Stored data.
[Begin]

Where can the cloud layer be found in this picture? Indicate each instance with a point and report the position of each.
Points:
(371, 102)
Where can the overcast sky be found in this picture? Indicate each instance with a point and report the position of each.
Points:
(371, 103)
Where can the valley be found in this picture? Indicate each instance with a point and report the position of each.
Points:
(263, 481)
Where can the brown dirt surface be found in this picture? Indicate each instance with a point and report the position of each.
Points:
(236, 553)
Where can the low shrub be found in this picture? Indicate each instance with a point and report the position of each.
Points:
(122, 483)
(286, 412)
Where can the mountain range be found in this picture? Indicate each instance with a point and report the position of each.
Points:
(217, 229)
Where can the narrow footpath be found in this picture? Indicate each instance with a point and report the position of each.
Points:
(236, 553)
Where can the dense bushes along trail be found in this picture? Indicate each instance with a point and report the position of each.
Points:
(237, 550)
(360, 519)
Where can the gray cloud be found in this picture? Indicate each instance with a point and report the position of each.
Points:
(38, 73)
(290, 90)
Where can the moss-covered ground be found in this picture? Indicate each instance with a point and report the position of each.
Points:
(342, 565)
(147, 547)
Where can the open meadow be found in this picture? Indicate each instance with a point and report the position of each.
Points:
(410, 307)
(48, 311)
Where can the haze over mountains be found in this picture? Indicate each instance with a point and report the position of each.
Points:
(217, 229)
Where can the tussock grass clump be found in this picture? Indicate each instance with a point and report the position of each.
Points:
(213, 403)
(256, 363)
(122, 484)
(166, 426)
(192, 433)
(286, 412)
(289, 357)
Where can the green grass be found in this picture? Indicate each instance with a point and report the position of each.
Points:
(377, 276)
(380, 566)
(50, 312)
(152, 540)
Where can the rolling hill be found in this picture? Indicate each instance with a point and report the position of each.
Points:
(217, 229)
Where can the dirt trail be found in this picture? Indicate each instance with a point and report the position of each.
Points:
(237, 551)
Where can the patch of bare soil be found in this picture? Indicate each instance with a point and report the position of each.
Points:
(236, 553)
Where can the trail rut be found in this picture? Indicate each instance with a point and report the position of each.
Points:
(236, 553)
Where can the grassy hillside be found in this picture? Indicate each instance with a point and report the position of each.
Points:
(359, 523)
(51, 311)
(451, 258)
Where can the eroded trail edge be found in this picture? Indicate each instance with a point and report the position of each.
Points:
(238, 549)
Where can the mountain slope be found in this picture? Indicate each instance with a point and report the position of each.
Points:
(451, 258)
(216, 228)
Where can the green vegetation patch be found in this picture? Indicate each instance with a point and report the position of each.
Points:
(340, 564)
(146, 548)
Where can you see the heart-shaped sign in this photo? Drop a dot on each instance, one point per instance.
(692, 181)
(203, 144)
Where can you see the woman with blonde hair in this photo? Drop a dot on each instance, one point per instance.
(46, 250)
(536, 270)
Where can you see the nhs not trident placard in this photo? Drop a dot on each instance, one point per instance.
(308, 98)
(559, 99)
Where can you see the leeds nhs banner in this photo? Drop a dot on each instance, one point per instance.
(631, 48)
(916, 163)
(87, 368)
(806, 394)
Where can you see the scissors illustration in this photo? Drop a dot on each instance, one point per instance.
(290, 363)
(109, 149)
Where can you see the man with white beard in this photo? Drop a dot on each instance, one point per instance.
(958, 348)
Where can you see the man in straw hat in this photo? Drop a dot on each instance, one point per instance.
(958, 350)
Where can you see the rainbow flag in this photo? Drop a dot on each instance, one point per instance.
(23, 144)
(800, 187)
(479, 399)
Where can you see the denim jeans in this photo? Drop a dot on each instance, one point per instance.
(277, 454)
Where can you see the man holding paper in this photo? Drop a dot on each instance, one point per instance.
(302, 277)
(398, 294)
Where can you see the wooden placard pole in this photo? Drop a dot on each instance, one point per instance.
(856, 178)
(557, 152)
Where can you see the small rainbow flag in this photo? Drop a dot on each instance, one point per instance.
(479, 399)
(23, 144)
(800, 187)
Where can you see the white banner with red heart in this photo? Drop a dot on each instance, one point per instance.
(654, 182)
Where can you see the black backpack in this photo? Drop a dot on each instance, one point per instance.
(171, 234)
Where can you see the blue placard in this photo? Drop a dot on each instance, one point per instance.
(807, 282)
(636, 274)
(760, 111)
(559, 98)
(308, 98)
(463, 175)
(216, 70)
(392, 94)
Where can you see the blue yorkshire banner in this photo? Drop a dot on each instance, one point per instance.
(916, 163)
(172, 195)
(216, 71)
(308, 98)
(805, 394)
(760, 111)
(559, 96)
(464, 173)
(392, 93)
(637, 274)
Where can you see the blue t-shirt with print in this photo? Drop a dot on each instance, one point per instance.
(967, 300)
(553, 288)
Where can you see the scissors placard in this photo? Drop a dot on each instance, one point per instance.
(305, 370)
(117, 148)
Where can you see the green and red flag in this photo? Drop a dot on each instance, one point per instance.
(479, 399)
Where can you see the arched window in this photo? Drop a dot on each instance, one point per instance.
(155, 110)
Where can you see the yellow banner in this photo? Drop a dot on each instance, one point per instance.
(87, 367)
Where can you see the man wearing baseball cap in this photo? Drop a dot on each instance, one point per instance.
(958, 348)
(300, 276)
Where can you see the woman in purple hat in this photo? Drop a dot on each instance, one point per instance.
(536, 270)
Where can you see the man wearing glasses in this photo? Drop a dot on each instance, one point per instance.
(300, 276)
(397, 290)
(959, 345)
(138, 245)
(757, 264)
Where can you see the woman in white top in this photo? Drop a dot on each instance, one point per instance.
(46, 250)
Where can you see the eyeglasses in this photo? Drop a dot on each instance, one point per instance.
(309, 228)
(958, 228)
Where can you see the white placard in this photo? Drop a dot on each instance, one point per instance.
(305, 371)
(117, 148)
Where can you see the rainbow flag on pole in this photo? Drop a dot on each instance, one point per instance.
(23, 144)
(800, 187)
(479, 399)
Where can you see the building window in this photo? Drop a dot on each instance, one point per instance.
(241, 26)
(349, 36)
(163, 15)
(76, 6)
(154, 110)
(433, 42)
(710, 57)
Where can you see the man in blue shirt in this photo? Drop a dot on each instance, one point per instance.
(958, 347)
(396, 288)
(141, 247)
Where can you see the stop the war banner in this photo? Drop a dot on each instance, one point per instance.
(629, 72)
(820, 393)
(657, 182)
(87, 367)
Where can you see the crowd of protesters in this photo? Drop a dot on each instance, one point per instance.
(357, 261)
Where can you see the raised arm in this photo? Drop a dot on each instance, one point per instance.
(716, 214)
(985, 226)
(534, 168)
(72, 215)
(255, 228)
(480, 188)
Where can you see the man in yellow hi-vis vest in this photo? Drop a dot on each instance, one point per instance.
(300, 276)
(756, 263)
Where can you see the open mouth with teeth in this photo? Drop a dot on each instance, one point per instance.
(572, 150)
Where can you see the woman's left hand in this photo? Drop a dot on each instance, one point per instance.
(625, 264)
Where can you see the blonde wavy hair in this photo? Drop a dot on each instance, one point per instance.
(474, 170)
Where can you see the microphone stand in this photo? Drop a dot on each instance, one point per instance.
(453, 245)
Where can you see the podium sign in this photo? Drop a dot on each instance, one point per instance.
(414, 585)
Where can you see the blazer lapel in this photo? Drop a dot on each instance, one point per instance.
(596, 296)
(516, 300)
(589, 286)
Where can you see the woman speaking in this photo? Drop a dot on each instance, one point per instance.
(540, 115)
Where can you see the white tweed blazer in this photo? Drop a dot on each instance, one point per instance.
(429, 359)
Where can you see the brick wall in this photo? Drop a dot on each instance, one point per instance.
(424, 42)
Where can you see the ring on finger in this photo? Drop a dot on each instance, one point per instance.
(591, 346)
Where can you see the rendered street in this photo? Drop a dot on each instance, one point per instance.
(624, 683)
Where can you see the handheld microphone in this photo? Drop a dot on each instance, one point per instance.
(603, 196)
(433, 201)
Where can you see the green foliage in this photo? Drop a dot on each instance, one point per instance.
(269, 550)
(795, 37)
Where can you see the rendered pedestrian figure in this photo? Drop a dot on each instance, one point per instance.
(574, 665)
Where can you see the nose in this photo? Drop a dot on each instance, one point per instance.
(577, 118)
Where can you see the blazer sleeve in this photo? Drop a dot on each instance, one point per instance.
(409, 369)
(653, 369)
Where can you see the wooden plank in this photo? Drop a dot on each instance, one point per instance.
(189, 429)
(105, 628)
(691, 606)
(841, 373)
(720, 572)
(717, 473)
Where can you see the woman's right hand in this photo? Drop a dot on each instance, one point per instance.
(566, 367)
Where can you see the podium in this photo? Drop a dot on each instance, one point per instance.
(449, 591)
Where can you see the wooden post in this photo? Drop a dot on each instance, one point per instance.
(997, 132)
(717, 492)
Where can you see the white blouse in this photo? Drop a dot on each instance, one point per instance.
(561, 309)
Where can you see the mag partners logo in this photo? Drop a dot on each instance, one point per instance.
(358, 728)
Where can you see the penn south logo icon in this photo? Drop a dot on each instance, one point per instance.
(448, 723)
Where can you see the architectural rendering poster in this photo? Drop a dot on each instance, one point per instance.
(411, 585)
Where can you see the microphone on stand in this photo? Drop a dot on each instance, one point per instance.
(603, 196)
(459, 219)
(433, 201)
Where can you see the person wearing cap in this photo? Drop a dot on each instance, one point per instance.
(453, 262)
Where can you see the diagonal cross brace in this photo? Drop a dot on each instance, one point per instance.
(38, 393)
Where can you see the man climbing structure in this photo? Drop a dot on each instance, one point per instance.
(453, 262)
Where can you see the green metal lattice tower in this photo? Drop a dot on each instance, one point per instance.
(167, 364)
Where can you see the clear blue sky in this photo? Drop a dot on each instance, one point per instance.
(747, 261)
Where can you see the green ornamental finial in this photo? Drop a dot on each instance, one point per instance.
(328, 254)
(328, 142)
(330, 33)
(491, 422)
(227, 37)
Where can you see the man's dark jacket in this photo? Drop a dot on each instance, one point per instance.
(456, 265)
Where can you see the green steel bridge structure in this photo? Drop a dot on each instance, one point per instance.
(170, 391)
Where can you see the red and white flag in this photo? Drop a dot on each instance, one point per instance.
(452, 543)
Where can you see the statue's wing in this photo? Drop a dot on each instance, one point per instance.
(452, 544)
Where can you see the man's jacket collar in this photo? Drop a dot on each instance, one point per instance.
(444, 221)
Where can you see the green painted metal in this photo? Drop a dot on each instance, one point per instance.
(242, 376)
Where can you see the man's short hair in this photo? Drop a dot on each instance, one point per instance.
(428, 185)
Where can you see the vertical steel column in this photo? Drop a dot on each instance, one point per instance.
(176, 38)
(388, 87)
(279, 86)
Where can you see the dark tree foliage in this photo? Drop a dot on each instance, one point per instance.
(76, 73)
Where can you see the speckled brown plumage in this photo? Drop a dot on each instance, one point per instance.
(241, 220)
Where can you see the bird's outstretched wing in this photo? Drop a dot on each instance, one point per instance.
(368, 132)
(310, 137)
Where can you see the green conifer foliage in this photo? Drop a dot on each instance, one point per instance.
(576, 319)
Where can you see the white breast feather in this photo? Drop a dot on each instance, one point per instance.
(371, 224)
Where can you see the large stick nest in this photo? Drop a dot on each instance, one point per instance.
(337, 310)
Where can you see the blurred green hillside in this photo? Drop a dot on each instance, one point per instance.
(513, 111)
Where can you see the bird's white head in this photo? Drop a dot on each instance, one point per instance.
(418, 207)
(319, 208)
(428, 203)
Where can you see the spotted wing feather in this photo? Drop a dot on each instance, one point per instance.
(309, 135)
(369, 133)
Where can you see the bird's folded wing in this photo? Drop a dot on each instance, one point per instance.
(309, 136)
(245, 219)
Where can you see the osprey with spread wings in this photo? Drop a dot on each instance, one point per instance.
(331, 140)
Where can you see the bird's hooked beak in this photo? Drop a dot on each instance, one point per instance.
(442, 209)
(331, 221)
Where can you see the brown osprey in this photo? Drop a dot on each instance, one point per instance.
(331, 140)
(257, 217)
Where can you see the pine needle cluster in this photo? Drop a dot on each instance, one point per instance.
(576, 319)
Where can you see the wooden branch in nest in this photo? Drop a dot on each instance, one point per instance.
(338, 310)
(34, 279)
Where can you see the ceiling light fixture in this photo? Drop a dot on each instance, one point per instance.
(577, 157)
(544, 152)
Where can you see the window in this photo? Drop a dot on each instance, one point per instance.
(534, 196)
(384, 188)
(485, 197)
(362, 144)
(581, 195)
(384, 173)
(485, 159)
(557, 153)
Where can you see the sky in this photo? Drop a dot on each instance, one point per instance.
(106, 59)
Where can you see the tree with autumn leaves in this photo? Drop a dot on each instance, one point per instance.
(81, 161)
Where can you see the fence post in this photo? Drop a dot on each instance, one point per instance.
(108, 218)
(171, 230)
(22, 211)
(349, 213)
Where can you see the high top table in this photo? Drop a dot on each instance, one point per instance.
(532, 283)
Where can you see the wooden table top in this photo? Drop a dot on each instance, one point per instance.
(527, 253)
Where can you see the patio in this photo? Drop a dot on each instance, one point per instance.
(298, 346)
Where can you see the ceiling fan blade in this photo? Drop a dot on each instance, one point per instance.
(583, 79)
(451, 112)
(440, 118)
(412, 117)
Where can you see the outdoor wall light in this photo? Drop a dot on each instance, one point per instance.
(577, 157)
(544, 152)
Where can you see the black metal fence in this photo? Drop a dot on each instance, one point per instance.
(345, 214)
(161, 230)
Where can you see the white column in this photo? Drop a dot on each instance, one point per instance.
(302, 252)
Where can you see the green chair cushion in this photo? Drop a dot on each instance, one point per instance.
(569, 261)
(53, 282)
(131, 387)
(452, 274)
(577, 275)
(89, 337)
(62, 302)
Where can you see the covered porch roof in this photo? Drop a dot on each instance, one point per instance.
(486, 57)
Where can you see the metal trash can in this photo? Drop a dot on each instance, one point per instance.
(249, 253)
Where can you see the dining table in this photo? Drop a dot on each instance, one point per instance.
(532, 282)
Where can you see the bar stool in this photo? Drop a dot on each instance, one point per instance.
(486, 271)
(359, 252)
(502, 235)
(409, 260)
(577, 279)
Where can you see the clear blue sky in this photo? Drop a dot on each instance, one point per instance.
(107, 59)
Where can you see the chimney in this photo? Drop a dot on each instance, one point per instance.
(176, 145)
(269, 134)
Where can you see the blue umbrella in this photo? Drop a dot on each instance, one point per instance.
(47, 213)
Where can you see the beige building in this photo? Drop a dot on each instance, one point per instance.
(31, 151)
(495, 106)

[End]

What to do.
Starting at the line that contains "Where can you see the ceiling fan", repeat each line exactly through the last one in the listing. Include both of those lines and nothing more.

Solution to this task.
Where can you see the ceiling fan blade in this photo? Drop a dot on each instance, one point per instance.
(583, 79)
(451, 112)
(440, 118)
(412, 117)
Where can you see the outdoor wall light in this photo? Drop a dot on each instance, one point per instance.
(577, 157)
(544, 152)
Where can you see the black metal fence in this photo? Drop a dot on each instance, one point per instance.
(345, 214)
(161, 230)
Where can you see the white column in this photo? Drop a dot on each instance, one point per instance.
(302, 252)
Where can you see the green chair cushion in this photo? Drop a dot on each instance, one point per instance.
(569, 261)
(53, 282)
(131, 387)
(452, 274)
(577, 275)
(89, 337)
(62, 302)
Where can you see the covered porch roof in this photo? Drop a dot on each instance, one point per instance.
(486, 57)
Where can you see the metal trash can in this photo? Drop a dot on each instance, one point per instance.
(249, 253)
Where can you see the dining table in this photo? Drop a dot on each instance, one point per instance.
(532, 282)
Where can you see the bar stool in this photo? Drop a dot on each instance, one point per instance.
(486, 271)
(359, 252)
(502, 235)
(409, 260)
(577, 279)
Where can you see the clear blue sky in this photo? Drop a dot on each instance, one point per instance.
(107, 59)
Where can you see the chimney in this photo? Drop a dot on each instance, one point per instance.
(176, 145)
(269, 134)
Where can you see the blue umbrella in this photo? Drop a dot on each instance, one point per instance.
(47, 213)
Where can you see the beige building in this photo? Drop a dot on each instance, one point per instance.
(31, 151)
(495, 106)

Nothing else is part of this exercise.